* [JOB 1]:
From the task page about a wall for tools migrating to trusty, extract the passage from "Related Objects" up to and including "bootstrap the wall.".
* [JOB 2]:
What URL does the task page about a wall for tools migrating to trusty give as the result?
* [JOB 3]:
Carry on the discussion thread about creating a wall for tools migrating to trusty from its last sentence.

[start SELECTED PASSAGE]

Create a wall for tools migration to trusty
Closed, ResolvedPublic
Actions

Assigned To

zhuyifei1999

Authored By

	zhuyifei1999
	Jan 26 2017, 4:57 PM

Description

In T156075#2971652, @Matanya wrote:

I think we should also create a list of tools still on precise and work on a roadmap with devs, I would volunteer to that as well if the committee thinks it is s good start for first task.

In T156075#2972895, @bd808 wrote:

@madhuvishy has been making some progress towards creating a list based on a combination of the OGE accounting data and the live jobs on the grid in T149214: Make a nag system to email maintainers of tools still running on precise grid hosts. I'm sure she would welcome any help you can offer. Maybe we could make something like https://tools.wmflabs.org/extreg-wos/ that keeps track of which tools that could use help migrating. I'd hope we can find a better name than "wall of sadness" though.

Result: https://tools.wmflabs.org/precise-tools/

Related Objects
Search...

Status	Assigned	Task
Resolved	Andrew	T143349 Deprecate precise instances in Labs by 2017-03-31
Resolved	yuvipanda	T94790 Phase out precise instances from Tool Labs
Resolved	bd808	T94792 Remove support for precise OGE exec hosts
Resolved	zhuyifei1999	T156386 Create a wall for tools migration to trusty

Event Timeline

zhuyifei1999 created this task.Jan 26 2017, 4:57 PM

I think P4805 can bootstrap the wall.

Problems:

Migration complete (which could be a webservice on k8s) vs abandoned/inactive tool that have no job submissions at all
Using last N lines of grid accounting logs may include jobs that have been migrated in the process, or exclude not-often-run (e.g. weekly) precise jobs
Where should this wall be hosted? -- I'd propose the committee can have our own tool, and the wall be under the tool account.

zhuyifei1999 mentioned this in T156075: Figure out how communications and meetings will work for the Tool Labs standards committee.Jan 26 2017, 5:13 PM

In T156386#2973268, @zhuyifei1999 wrote:

Problems:

Migration complete (which could be a webservice on k8s) vs abandoned/inactive tool that have no job submissions at all

If it has no job submissions then it won't show up in the accounting or live job lists.

[end SELECTED PASSAGE]
[start DATA ENTRIES]

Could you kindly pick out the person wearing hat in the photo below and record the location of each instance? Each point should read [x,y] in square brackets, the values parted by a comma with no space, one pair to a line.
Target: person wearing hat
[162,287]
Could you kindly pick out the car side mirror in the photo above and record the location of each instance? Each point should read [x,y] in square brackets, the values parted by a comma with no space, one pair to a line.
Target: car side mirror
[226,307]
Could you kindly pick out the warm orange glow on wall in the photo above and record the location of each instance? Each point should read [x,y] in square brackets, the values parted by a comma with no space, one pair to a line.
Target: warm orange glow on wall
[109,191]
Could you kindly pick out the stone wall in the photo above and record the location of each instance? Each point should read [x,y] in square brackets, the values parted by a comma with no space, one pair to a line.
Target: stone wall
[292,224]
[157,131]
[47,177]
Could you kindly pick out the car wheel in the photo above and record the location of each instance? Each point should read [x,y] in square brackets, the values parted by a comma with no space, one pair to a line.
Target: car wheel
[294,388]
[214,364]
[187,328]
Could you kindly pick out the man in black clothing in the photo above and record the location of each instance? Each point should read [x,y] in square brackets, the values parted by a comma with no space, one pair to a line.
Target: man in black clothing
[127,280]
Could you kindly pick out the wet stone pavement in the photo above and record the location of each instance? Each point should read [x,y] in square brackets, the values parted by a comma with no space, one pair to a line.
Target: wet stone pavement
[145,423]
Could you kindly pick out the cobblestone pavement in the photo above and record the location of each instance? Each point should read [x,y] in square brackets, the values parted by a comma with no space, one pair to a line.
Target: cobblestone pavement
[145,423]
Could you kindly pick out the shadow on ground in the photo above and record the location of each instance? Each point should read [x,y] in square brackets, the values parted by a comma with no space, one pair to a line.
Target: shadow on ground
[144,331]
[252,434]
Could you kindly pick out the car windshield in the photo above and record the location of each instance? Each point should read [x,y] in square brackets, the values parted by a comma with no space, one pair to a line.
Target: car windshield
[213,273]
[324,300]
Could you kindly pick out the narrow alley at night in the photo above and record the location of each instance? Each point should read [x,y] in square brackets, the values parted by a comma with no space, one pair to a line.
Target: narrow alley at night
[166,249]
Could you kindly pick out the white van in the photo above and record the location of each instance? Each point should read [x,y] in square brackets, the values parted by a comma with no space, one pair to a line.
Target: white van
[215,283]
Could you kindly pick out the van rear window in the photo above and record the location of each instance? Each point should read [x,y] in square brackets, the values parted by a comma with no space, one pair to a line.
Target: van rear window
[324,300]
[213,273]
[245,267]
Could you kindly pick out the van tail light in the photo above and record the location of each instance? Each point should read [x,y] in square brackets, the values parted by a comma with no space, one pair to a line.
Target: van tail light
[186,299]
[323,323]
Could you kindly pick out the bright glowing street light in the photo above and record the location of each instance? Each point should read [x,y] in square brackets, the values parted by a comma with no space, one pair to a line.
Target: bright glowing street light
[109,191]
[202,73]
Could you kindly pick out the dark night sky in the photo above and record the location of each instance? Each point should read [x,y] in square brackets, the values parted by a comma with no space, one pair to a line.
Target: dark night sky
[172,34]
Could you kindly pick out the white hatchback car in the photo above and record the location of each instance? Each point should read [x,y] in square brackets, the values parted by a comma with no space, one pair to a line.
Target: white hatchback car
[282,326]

[end DATA ENTRIES]

* [WRITTEN RESPONSE 1]:
Related Objects
Search...

Status	Assigned	Task
Resolved	Andrew	T143349 Deprecate precise instances in Labs by 2017-03-31
Resolved	yuvipanda	T94790 Phase out precise instances from Tool Labs
Resolved	bd808	T94792 Remove support for precise OGE exec hosts
Resolved	zhuyifei1999	T156386 Create a wall for tools migration to trusty

Event Timeline

zhuyifei1999 created this task.Jan 26 2017, 4:57 PM

I think P4805 can bootstrap the wall.

* [WRITTEN RESPONSE 2]:
https://tools.wmflabs.org/precise-tools/

* [WRITTEN RESPONSE 3]:
Using last N lines of grid accounting logs may include jobs that have been migrated in the process, or exclude not-often-run (e.g. weekly) precise jobs

The DAYS=7 in accounting_tools checks the job end time, so the tool should probably say something like "Precise activity since $DATE". The cutoff could be set lower too. Another thing that could be done is to tweak it to display the latest job stop date in the list and/or have a detail page that shows all the jobs from $TOOL in the range that is examined.

Where should this wall be hosted? -- I'd propose the committee can have our own tool, and the wall be under the tool account.

Please do not start making a "big bag of tools" tool account. Make a distinct account for this like "precise-nag" or something and add co-maintainers as needed. Tool accounts are cheap and life is much nicer when one account hosts one tool.

I'm getting something started at https://tools.wmflabs.org/precise-tools/. @zhuyifei1999 and myself are the initial maintainers. Code is at https://phabricator.wikimedia.org/source/tool-precise-tools/.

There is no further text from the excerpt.